Data to examine

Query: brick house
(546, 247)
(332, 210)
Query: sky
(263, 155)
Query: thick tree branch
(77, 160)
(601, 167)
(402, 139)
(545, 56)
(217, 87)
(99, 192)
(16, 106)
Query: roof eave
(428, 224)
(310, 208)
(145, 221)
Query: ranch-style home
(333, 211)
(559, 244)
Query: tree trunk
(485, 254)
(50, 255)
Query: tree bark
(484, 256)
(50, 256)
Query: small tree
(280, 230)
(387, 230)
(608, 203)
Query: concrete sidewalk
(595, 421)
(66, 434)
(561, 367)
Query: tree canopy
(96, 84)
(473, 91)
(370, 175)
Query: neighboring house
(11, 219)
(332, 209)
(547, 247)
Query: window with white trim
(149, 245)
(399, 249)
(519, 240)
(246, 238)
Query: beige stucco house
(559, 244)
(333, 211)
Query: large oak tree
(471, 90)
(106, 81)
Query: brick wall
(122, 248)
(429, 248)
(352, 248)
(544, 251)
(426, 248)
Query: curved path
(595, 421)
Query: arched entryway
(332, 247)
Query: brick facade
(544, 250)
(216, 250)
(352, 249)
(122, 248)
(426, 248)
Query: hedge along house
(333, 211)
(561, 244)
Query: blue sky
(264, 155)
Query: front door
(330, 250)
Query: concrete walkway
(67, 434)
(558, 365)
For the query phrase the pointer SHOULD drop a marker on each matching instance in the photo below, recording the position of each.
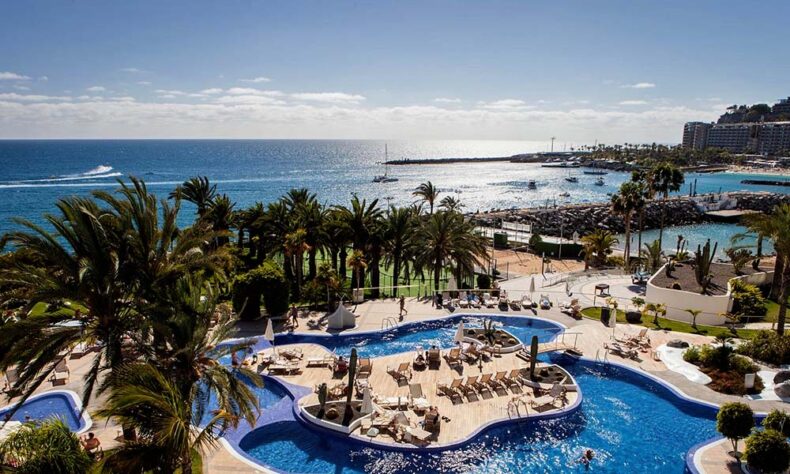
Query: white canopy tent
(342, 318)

Exercise requirements
Give the listing again word for word, without its images.

Result of the task
Query: brick house
(546, 247)
(332, 210)
Query: sky
(263, 155)
Query: thick tree branch
(77, 160)
(601, 167)
(402, 139)
(545, 56)
(217, 87)
(99, 192)
(16, 106)
Query: roof eave
(428, 224)
(310, 208)
(145, 221)
Query: ranch-style home
(333, 211)
(559, 244)
Query: tree trunk
(485, 254)
(50, 255)
Query: tree bark
(484, 256)
(50, 256)
Query: small tree
(280, 230)
(387, 230)
(608, 203)
Query: concrete sidewalk
(595, 421)
(66, 434)
(561, 367)
Query: tree canopy
(96, 84)
(473, 91)
(370, 175)
Query: neighboring house
(11, 219)
(332, 209)
(547, 247)
Query: window with white trim
(149, 245)
(399, 249)
(519, 240)
(246, 238)
Query: beige stucco house
(559, 244)
(333, 211)
Query: large oak tree
(471, 90)
(106, 81)
Query: brick wall
(122, 248)
(429, 248)
(352, 248)
(544, 251)
(426, 248)
Query: curved path
(595, 421)
Query: arched entryway
(332, 247)
Query: brick facade
(544, 250)
(216, 250)
(352, 249)
(122, 248)
(426, 248)
Query: hedge along house
(333, 211)
(561, 244)
Query: blue sky
(264, 155)
Query: front door
(330, 250)
Query: concrete walkway
(67, 434)
(558, 365)
For the query phrase the pointer SHOULD drop a marker on each matching instance in the photo below, recording the position of each.
Query: white canopy tent
(342, 318)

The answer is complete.